__Written problem A__
Translate this sentence from the Erlang mailing-list message into Spanish: "If “I can easily hire someone” is an answer, I am not quite sure what would be the question, let alone a problem, if any."
__Written problem B__
Continue the Erlang mailing-list message, picking up right after its last sentence.

== Document text ==

[erlang-questions] The Beauty of Erlang Syntax

Kevin Scaldeferri kevin@REDACTED
Wed Feb 25 00:26:16 CET 2009

The hypothetical question was "Should I use language X to build my  
application?", or "Is X a practical / real-world language?".  I.e.,  
more-or-less the converse of the question we started with of "Is X an  
academic language?".


On Feb 24, 2009, at 3:02 PM, Valentin Micic wrote:

> If “I can easily hire someone” is an answer, I am not quite sure  
> what would be the question, let alone a problem, if any.
> From: erlang-questions-bounces@REDACTED [mailto:erlang-questions-bounces@REDACTED 
> ] On Behalf Of Kevin Scaldeferri
> Sent: 25 February 2009 12:11 AM
> To: Christian
> Cc: erlang-questions
> Subject: Re: [erlang-questions] The Beauty of Erlang Syntax
> On Feb 24, 2009, at 1:54 PM, Christian wrote:
> In a way, the research that lead to Erlang was about finding a way to
> making it faster to have low-skilled developers cranking out new
> features. It certainly wouldnt be good PR if Erlang was a language for
> highly-skilled developers to slowly cranking out old features.

===
== Extracted entries ==

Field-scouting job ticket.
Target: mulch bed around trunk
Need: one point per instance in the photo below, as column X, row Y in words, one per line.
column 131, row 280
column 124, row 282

===

__Final result A__
Si «puedo contratar a alguien fácilmente» es una respuesta, no estoy muy seguro de cuál sería la pregunta, y mucho menos un problema, si lo hay.

__Final result B__
> I wasn't in the industry at the time, but I'm not sure that the  
> programming workforce of the 80's closely resembled the workforce of  
> today (or the past decade).
> But, really, one should ask, if Erlang was designed / evolved /  
> selected with this goal, why is it that 20 years later most  
> developers have never even heard of it?  I guess one possibility  
> would be to blame Ericsson and credit MS and Sun for why C# and Java  
> are the languages of choice for companies who care more about how  
> easy it is to hire an army of developers than anything else.  There  
> could be other possible explanations, though.
> Also, you've exaggerated & distorted my point with your last  
> sentence.  Haskell unabashedly markets itself as a language for  
> highly skilled developers to quickly and reliably implement new  
> features.  It is still unpopular.  Most companies do not like the  
> idea of using a language that requires them to find a top 10% or top  
> 1% developer to work on their project.
> Of course, you might also have misinterpreted my comment entirely.   
> I'm certainly not promoting this point of view, but just saying that  
> to a lot of companies "practical for the real world" means "I can  
> easily hire someone".
> -kevin
>>> On Tue, Feb 24, 2009 at 18:14, Kevin Scaldeferri <kevin@REDACTED 
>>> > wrote:
>>> It's kinda funny how often people think of things like reliability,
>>> high-availability, etc. as "academic" concerns.  An awful lot of
>>> companies care primarily about how fast low-skilled developers can
>>> crank out new features.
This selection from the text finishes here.